## YOUR ASSIGNMENT
Every entry in the data below needs to be repeated exactly.

## DATA

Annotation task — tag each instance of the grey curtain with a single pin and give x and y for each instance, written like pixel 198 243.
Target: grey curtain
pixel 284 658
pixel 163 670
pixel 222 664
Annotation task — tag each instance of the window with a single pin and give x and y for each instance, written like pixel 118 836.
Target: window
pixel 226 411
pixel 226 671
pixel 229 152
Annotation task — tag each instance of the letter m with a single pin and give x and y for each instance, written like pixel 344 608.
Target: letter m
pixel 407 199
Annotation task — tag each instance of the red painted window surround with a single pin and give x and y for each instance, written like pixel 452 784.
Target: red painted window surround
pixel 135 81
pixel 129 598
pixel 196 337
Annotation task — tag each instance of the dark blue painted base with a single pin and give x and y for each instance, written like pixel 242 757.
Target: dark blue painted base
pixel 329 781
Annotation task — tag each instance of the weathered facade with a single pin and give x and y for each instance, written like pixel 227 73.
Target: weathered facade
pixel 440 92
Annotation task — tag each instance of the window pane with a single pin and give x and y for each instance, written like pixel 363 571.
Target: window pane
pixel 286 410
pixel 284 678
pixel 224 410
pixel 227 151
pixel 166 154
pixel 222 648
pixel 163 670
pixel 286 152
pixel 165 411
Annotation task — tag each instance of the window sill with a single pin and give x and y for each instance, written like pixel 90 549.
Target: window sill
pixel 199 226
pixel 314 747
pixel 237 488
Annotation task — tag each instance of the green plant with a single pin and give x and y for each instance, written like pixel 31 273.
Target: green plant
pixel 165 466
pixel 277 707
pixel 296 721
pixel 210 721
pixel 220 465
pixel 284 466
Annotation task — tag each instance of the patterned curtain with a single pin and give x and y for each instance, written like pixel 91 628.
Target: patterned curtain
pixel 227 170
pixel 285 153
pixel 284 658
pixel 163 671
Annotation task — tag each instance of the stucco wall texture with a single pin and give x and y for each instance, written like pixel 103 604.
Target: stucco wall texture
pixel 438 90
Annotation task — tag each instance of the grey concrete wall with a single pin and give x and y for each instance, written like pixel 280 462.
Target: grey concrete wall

## ANSWER BELOW
Annotation task — tag each instance of the grey curtain with a single pin and give x and y for each instance, written like pixel 198 243.
Target: grey curtain
pixel 284 658
pixel 163 670
pixel 222 664
Annotation task — tag each instance of the window with a single pin and give x and y for each instance, written like pixel 118 836.
Target: window
pixel 226 411
pixel 226 671
pixel 229 152
Annotation task — tag each instance of the letter m with a single pin and give x and y for each instance, written like pixel 344 608.
Target: letter m
pixel 407 199
Annotation task — tag each instance of the red painted window surround with a single pin and give x and y for each instance, written like pixel 452 784.
Target: red painted window surround
pixel 135 81
pixel 129 598
pixel 196 337
Annotation task — tag each instance of the dark blue painted base with a single pin and give x and y for each instance, written like pixel 242 757.
Target: dark blue painted base
pixel 329 781
Annotation task — tag each instance of the weathered facade with a single pin and give x and y for each instance, written like pixel 227 73.
Target: weathered facade
pixel 440 92
Annotation task — tag each instance of the window pane with a single pin and give x and y for each instance, written like pixel 363 571.
Target: window pane
pixel 286 410
pixel 284 678
pixel 224 410
pixel 227 151
pixel 166 154
pixel 222 648
pixel 163 670
pixel 286 152
pixel 165 411
Annotation task — tag each instance of the window sill with a single pin and give x and y for each instance, written like pixel 90 549.
Target: window sill
pixel 199 226
pixel 314 747
pixel 237 488
Annotation task — tag each instance of the green plant with a single pin and give x and y for each instance, written like pixel 31 273.
Target: green plant
pixel 165 466
pixel 277 707
pixel 296 721
pixel 210 721
pixel 220 465
pixel 284 466
Annotation task — tag each instance of the patterned curtain with a single pin and give x and y for each instance, written like pixel 91 628.
Target: patterned curtain
pixel 227 170
pixel 285 153
pixel 284 658
pixel 163 671
Annotation task — tag each instance of the stucco wall texture with a single pin and give x and y for each instance, written like pixel 103 604.
Target: stucco wall texture
pixel 438 90
Annotation task — tag each instance of the grey concrete wall with a single pin and give x and y for each instance, written like pixel 280 462.
Target: grey concrete wall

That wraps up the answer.